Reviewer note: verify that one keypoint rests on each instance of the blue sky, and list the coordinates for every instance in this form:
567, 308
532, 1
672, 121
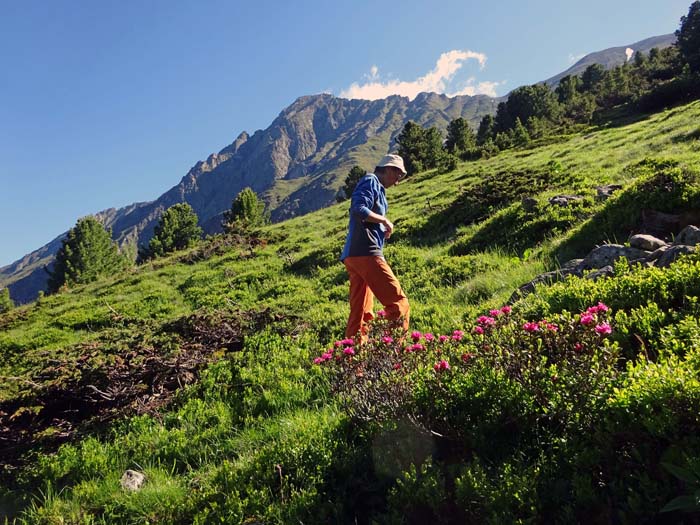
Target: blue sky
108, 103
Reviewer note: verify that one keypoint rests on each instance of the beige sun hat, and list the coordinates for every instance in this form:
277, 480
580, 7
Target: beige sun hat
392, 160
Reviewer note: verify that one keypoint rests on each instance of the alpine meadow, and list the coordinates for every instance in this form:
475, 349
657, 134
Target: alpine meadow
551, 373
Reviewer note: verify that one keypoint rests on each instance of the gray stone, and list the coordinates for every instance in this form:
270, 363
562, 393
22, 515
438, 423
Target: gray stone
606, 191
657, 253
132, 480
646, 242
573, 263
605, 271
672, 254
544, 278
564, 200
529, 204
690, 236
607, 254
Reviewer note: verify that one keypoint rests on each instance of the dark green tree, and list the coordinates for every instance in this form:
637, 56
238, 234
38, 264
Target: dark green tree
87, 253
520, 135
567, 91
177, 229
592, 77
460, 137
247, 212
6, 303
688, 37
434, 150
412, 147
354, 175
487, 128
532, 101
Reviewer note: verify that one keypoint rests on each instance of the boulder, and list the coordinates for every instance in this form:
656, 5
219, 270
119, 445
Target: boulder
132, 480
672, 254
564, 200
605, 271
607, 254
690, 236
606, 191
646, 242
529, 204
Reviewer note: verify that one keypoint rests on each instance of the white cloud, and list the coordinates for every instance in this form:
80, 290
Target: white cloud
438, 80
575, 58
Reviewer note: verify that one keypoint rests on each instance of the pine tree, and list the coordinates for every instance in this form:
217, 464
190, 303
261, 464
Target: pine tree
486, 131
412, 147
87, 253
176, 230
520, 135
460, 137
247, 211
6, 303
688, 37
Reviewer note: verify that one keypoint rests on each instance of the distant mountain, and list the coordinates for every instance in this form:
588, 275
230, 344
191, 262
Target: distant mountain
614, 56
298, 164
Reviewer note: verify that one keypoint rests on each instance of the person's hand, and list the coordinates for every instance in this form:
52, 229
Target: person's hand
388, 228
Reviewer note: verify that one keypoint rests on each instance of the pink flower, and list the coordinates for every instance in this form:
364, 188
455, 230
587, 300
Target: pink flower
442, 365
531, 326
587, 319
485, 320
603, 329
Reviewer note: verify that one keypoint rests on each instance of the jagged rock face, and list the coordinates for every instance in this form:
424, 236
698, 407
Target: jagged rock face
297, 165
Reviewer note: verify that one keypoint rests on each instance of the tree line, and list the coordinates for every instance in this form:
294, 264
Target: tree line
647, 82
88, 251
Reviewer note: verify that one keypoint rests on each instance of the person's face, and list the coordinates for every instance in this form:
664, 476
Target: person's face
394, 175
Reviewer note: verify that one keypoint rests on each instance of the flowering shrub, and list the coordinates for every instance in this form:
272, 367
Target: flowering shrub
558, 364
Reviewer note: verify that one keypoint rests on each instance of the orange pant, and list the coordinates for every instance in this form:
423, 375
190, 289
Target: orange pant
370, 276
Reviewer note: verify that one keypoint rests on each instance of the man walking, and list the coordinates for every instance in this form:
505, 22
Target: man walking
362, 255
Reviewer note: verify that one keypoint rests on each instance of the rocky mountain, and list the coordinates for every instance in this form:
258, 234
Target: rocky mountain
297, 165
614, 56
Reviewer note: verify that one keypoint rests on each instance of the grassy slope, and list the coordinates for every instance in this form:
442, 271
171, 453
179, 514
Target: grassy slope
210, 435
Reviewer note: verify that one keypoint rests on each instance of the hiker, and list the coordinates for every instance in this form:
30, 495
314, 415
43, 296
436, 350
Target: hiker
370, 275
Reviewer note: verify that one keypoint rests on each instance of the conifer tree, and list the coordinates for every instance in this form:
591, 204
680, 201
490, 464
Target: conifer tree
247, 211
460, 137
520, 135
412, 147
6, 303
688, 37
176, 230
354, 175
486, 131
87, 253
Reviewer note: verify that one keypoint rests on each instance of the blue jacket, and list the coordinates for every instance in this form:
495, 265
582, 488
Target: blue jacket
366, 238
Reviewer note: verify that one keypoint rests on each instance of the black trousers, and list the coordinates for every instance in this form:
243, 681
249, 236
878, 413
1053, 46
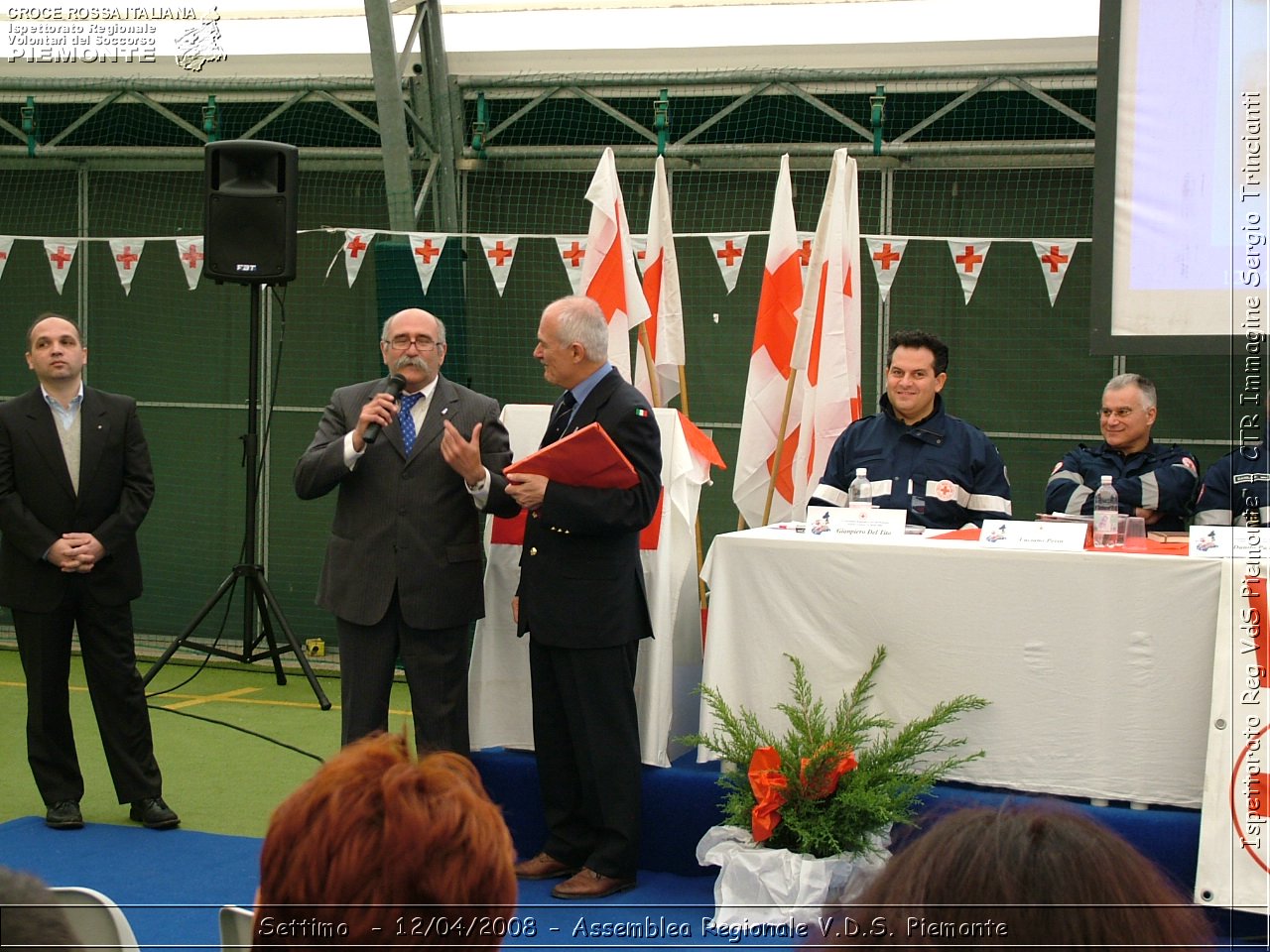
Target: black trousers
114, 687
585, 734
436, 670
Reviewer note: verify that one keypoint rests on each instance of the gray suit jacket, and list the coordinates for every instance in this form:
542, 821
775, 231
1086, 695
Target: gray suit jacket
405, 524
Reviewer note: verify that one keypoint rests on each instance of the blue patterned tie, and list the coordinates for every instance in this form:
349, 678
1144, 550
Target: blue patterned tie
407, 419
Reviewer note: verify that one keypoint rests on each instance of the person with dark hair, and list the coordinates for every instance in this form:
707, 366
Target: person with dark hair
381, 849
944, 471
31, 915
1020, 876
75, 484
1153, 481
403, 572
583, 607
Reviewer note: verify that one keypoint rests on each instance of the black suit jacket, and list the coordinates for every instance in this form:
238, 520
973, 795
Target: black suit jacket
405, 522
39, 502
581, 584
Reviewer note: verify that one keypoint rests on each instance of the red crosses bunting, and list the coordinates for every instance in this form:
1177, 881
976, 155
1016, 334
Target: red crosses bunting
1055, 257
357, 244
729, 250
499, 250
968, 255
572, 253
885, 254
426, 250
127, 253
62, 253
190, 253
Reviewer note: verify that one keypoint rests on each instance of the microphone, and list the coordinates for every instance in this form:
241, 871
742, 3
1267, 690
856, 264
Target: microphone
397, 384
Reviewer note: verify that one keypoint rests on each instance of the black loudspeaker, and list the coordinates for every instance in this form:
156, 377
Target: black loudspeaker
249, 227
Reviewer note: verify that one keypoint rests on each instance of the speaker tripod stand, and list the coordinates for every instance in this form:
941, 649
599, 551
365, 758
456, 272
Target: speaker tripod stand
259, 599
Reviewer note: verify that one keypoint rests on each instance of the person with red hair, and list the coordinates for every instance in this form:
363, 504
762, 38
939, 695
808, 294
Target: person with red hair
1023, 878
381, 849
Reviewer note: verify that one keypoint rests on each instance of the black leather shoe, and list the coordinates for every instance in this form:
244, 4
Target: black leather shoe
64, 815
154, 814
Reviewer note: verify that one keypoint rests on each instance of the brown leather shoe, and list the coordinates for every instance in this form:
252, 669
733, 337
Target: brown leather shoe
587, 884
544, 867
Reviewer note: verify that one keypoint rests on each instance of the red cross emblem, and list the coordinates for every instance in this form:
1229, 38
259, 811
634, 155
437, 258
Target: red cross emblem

⁂

> _Exercise prompt_: Output the entries above exactly, without their pictures.

> _Problem solution_:
Reviewer note: verify that one keypoint rests on each instance of the blue sky, and list the coordinates for every instance in this form:
567, 308
532, 1
672, 121
Target: blue sky
108, 103
Reviewer note: verify that one keypoint rests on each instance of the beige sun hat, and list the coordinates for every instance in this form:
277, 480
580, 7
Target: beige sun hat
392, 160
Reviewer note: verify that one keypoint rests on each instance of the alpine meadow, and list the coordinates for every instance in this form:
475, 349
657, 134
Target: alpine meadow
551, 373
Reviewer note: verify that one keypoint rests on each instance of the gray stone, and list the coordinates for every instance in this form:
270, 363
562, 393
22, 515
438, 423
Target: gray stone
606, 191
657, 253
132, 480
646, 242
573, 263
605, 271
672, 254
544, 278
564, 200
529, 204
690, 236
607, 254
Reviewer note: verify that one keypoint rests on each instance of the dark green tree, and list the coordinates for every instance in this form:
637, 56
238, 234
38, 264
Target: dark green tree
87, 253
520, 135
567, 91
177, 229
592, 77
460, 137
247, 212
6, 303
688, 37
434, 150
412, 147
354, 175
487, 128
532, 101
Reviewer note: verify that one keypoint rests on each instance of the boulder, and list the coordinates for every instance in this form:
656, 5
219, 270
119, 445
Target: boulder
132, 480
672, 254
564, 200
605, 271
607, 254
690, 236
606, 191
646, 242
529, 204
Reviewer note: verify that one keypoint rests on each instance of the white cloud, and list the coordinates for every instance in this form:
80, 290
Target: white cloud
438, 80
575, 58
Reviewer note: verify that one keypoint rests on each instance of the pine tree, and list the coordinates for every instance in this form:
217, 464
190, 303
261, 464
Target: pine tree
486, 131
412, 147
87, 253
176, 230
520, 135
460, 137
247, 211
6, 303
688, 37
Reviewer note: verify that one keypoint rests on each instance of the distant mountain, and list the coordinates for every instance in this form:
588, 275
230, 344
191, 262
Target: distant mountain
614, 56
298, 164
Reviewer note: verify that one keypoint rests on each instance of the person's hand, and list the coordinates for every instance in this form:
52, 229
Target: person's hand
388, 228
Reviewer note: verify that one keypoint rests on each instance of the pink flower, and list the coordinates for every instance in this form:
364, 188
455, 230
587, 300
Target: pink flower
442, 365
531, 326
587, 319
485, 320
603, 329
Reviewer note: verify that one keypoint rests on each instance of the jagged rock face, and list the coordinates for every instance in this form:
424, 236
698, 407
Target: jagged rock face
297, 165
Reviewer note: verify that one keypoint rests on each instance of the tree line, and list the coordinates for every instance in this form:
294, 264
Target: tree line
647, 82
88, 251
Reviewer note: verify that one keypoint rests on each instance of the person's face, and list the coordinates for every instance in this form:
664, 476
Target: person's face
394, 175
Reviewer note: verify that one keypoint rests on each instance of the flowering shrub, and list the coordinates for every instance in this form:
272, 367
Target: flowering shrub
558, 364
Reviewer note: verify that one keypoint rests on each instance of the orange pant, and list the coordinates for every instance in this form:
423, 375
190, 289
Target: orange pant
370, 276
Reviewer note: verify that one keypoint rests on each instance of the man walking, and list the coordinates for every instance in this form:
505, 22
Target: man walking
362, 255
Reviewer note: verify that one keypoint rests on each instance of the rocky mountain, and list the coordinates for every instance in this form:
258, 234
Target: rocky mountain
297, 165
614, 56
Reviewer note: verify that one keypoint rests on each instance of the grassy slope, and list the coordinates for every instance in this form:
442, 271
171, 453
179, 514
Target: grassy slope
210, 435
Reviewer note: verify that one keypoint rests on each instance of the hiker, and list the coordinates for every instance in this form:
30, 495
314, 415
43, 296
436, 350
Target: hiker
370, 275
Reviewer note: verify that one keypoint rests on each instance of the conifer tree, and list the coordinates for every instance in this form:
591, 204
680, 201
490, 464
Target: conifer tree
247, 211
460, 137
520, 135
412, 147
6, 303
688, 37
176, 230
354, 175
486, 131
87, 253
Reviewer note: verify that one keypoint rests on each instance of the blue jacket, and list the coordinates for every instance in this form:
495, 265
582, 488
Target: blue jacket
366, 238
Reviewer note: verify that one keypoint rests on each instance of the black trousers, and list the coordinates for every instance in this form:
243, 681
249, 236
878, 413
1053, 46
Target: black trousers
114, 687
585, 734
436, 670
Reviewer note: verify that one keypoint rests on each instance of the gray suit jacket, and list the coordinates for every instance in this form:
542, 821
775, 231
1086, 695
Target: gray suit jacket
405, 524
Reviewer note: verify that one keypoint rests on each instance of the blue patterned tie, and list the coordinates for every instance in this form:
349, 678
1144, 550
Target: blue patterned tie
407, 419
Reviewer note: verify that one keypoint rests on each instance of the person with dark hair, and list the coordinates for every instance in this form:
707, 366
Target: person with dark hair
381, 849
944, 471
31, 915
1020, 876
75, 484
1153, 481
403, 572
583, 607
Reviewer note: verify that one keypoint rests on each instance of the black suit jacket, and list the coordinates for every instance in this form:
238, 520
973, 795
Target: black suit jacket
405, 522
39, 502
581, 584
Reviewer note: verify that one keypoint rests on each instance of the red crosses bunting, and list the coordinates for every instance in this form:
1177, 881
976, 155
1016, 334
Target: red crosses bunting
1055, 257
357, 244
729, 250
499, 250
968, 255
572, 253
885, 254
426, 250
127, 253
62, 253
190, 253
Reviewer note: verify that one keypoint rests on each instance of the microphone, and list the coordinates for every instance in this form:
241, 871
742, 3
1267, 690
856, 264
Target: microphone
397, 384
Reviewer note: verify that one keypoint rests on each instance of the black loudspeaker, and list the coordinates for every instance in this form:
156, 377
Target: black loudspeaker
249, 227
Reviewer note: verify that one keypoint rests on each instance of the speaker tripod stand, and list the coordinates for every instance in this form:
941, 649
599, 551
365, 758
456, 272
Target: speaker tripod stand
259, 599
Reviewer note: verify that one keypoint rests on each instance of the person with red hair, and list the coordinates for every instance in this form:
363, 504
762, 38
939, 695
808, 294
Target: person with red hair
1023, 878
381, 849
Reviewer note: verify that one keypoint rests on each instance of the black leather shoe, and list the coordinates for every instance in this form:
244, 4
Target: black leather shoe
64, 815
154, 814
Reviewer note: verify that one keypoint rests on each instance of the brown leather shoe, and list the coordinates for every instance in this form:
252, 669
733, 337
Target: brown leather shoe
587, 884
544, 867
Reviewer note: verify that one keypoint rests on each instance of the red cross emblem, and list the coordinates for every instance in this form:
1229, 38
259, 811
634, 155
437, 258
Target: red cross emblem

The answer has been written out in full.